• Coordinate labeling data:
<<<<

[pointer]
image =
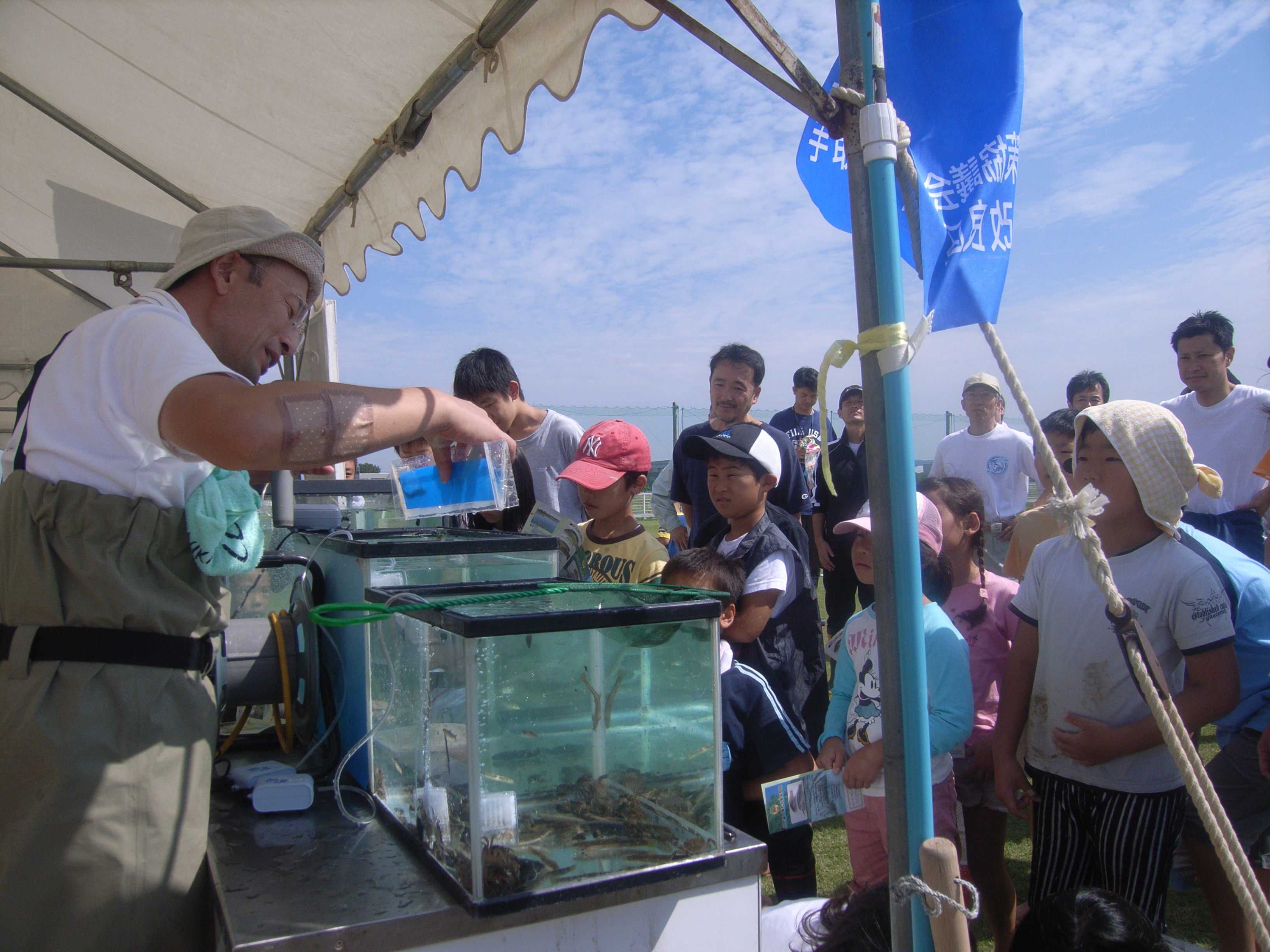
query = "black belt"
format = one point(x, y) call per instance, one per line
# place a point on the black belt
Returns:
point(145, 649)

>>>>

• JOB: Copy the lines of the listing above word for word, omitting the pictures.

• RESPONSE FOR THIS EXERCISE:
[pointer]
image =
query = "black belt"
format = one point(x, y) call per instance, one per line
# place a point on the black belt
Returns:
point(145, 649)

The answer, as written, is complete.